#### What you need to do
Pick out every line of the records that contains the word "white" and copy each one. Case counts.

(Point labeling records)

###

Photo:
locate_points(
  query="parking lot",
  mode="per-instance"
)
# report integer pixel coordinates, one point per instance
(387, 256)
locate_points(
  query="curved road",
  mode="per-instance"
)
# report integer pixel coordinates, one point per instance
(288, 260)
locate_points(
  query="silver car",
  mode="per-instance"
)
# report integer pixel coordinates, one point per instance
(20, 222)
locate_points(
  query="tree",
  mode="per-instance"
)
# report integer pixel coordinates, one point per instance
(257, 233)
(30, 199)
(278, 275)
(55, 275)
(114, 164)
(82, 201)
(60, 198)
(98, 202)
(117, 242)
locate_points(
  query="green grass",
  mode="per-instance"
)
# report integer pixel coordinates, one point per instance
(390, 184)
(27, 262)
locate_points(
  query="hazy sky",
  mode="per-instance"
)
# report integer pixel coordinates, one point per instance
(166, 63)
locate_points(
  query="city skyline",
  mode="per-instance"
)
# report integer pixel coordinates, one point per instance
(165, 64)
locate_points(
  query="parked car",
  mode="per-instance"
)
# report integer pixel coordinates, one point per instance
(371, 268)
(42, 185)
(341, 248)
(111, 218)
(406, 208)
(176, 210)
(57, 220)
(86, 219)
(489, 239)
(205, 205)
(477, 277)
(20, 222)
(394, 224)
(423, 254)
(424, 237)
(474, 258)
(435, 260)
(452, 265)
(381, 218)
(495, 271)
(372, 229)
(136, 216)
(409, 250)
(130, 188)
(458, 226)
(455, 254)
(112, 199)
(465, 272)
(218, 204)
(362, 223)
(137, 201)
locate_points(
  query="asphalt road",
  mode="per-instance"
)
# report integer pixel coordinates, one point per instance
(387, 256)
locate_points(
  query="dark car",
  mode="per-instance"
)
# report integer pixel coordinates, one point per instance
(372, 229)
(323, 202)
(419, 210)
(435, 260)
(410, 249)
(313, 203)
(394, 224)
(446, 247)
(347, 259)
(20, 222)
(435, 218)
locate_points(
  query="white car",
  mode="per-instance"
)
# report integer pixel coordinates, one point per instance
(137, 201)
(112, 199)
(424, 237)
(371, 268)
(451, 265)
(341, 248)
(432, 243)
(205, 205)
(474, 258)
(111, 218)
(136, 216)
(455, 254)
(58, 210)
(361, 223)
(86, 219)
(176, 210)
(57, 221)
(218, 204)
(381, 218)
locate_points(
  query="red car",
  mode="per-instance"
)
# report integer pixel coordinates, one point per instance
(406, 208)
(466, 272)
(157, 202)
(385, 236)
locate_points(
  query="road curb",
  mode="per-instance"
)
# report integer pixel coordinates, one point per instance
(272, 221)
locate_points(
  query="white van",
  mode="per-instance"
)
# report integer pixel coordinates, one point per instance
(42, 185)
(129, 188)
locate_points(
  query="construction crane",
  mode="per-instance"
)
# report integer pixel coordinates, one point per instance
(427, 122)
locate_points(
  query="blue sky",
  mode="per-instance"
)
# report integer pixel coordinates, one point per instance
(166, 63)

###

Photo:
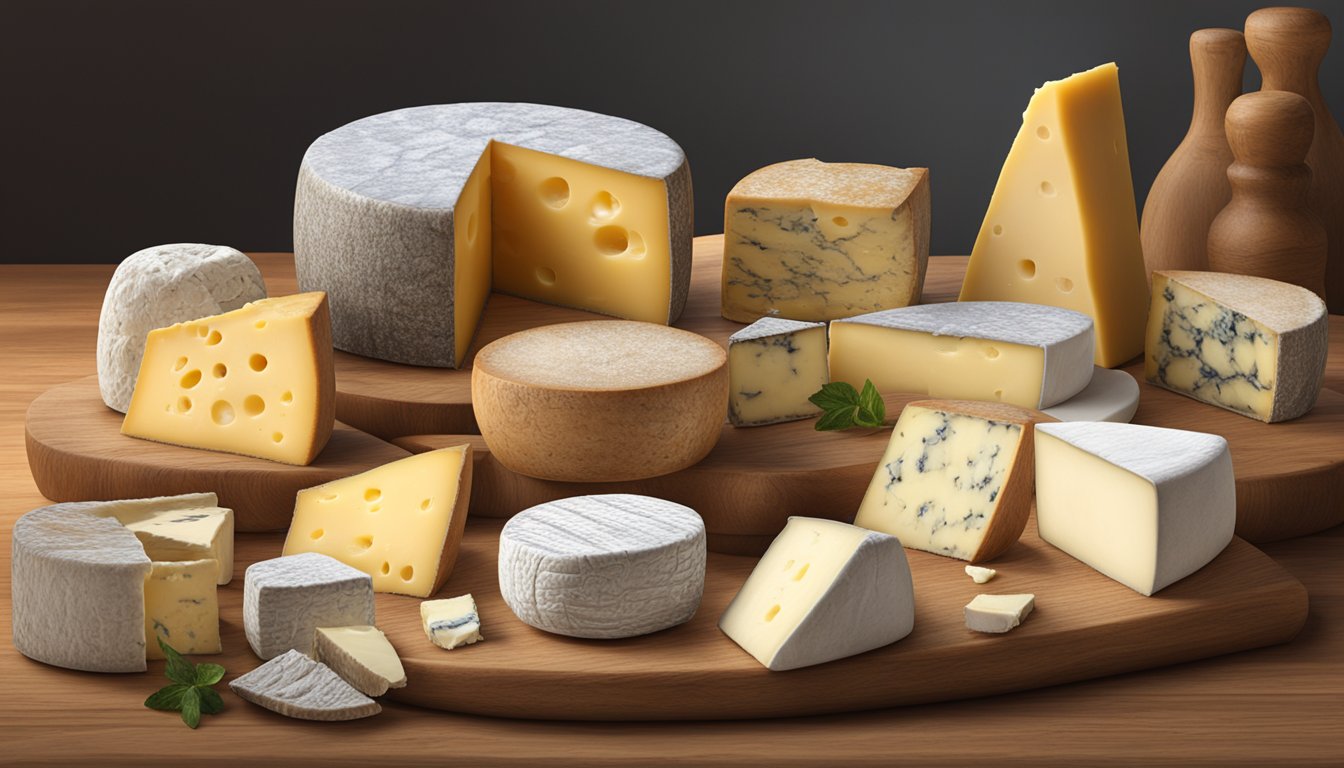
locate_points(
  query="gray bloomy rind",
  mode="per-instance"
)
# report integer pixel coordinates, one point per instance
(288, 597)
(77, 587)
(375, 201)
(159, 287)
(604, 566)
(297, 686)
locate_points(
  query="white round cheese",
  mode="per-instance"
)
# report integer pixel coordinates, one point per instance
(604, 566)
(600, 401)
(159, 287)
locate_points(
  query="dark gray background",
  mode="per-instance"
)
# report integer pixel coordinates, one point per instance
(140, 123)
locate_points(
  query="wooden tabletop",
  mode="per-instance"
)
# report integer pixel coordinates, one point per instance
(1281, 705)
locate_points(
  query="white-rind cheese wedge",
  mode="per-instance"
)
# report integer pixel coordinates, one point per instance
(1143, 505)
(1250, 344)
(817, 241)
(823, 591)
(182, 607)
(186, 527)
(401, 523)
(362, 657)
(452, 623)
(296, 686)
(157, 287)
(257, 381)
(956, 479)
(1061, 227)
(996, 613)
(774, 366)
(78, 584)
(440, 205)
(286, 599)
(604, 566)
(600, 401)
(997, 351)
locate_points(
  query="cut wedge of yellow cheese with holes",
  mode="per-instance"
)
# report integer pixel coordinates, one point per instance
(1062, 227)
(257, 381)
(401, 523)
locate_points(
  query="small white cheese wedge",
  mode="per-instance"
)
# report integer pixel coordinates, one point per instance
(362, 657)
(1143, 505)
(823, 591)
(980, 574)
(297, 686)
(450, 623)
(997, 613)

###

#### Task answer
  query="white car",
  query="white van",
  query="white round cheese",
  query="white-rind cheese wedge",
  query="small white cheese wedge",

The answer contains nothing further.